Extract each line below that contains the string "strap". Treat uppercase and lowercase letters as distinct.
+++ Data supplied +++
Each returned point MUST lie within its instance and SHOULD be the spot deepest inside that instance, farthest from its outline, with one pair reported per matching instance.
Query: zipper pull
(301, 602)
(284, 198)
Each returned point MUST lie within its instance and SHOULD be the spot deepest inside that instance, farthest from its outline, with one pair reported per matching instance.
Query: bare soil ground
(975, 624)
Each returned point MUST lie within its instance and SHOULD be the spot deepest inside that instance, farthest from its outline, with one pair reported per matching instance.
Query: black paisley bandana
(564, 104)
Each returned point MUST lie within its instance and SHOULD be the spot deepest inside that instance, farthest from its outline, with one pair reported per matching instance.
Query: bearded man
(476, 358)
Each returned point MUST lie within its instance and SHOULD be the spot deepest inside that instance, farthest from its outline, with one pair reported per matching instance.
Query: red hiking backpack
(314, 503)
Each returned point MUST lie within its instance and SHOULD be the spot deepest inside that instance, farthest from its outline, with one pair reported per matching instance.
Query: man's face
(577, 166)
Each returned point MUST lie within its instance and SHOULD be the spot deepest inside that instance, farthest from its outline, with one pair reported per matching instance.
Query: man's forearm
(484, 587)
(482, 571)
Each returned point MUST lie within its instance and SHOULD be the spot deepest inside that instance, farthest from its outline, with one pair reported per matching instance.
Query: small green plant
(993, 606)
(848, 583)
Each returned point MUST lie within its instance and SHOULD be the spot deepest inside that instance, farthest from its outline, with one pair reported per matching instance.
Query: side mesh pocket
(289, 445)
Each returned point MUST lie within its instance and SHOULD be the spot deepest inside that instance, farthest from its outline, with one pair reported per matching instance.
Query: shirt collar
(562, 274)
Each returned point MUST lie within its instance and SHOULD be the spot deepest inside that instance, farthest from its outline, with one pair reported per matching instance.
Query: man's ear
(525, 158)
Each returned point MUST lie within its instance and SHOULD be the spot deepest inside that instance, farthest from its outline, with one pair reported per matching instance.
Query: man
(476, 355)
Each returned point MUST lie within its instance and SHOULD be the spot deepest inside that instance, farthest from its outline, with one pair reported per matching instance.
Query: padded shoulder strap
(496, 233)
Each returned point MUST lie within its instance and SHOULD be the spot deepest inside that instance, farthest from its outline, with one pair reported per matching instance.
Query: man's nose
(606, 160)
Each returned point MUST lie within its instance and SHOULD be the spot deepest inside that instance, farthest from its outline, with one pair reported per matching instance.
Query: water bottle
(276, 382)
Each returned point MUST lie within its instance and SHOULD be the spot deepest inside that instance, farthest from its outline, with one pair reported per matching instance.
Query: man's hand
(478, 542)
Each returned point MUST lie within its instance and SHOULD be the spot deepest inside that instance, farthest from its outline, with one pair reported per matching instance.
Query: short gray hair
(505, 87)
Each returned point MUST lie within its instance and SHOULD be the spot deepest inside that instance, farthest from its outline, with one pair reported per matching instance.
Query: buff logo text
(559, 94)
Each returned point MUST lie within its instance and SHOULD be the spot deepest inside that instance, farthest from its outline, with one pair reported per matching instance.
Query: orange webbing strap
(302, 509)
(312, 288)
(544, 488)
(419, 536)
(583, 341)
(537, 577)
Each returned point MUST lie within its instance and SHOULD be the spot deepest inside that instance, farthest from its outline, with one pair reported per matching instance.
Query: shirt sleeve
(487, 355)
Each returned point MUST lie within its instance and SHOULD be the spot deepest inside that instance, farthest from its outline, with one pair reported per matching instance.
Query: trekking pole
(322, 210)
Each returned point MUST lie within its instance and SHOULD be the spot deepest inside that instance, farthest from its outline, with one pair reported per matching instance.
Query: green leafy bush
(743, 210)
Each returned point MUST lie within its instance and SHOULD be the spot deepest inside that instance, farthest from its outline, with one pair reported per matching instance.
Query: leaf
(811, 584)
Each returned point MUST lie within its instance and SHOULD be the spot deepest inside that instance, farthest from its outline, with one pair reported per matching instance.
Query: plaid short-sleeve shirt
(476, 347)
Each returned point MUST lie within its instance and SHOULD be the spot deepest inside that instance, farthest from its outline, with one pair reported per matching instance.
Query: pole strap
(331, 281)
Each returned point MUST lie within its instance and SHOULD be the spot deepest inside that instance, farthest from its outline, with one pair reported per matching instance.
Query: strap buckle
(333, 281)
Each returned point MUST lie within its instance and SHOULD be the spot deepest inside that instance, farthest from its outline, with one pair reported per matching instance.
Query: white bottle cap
+++
* Solution for this problem:
Query: padded shoulder strap
Query: orange webbing strap
Query: pole strap
Query: strap buckle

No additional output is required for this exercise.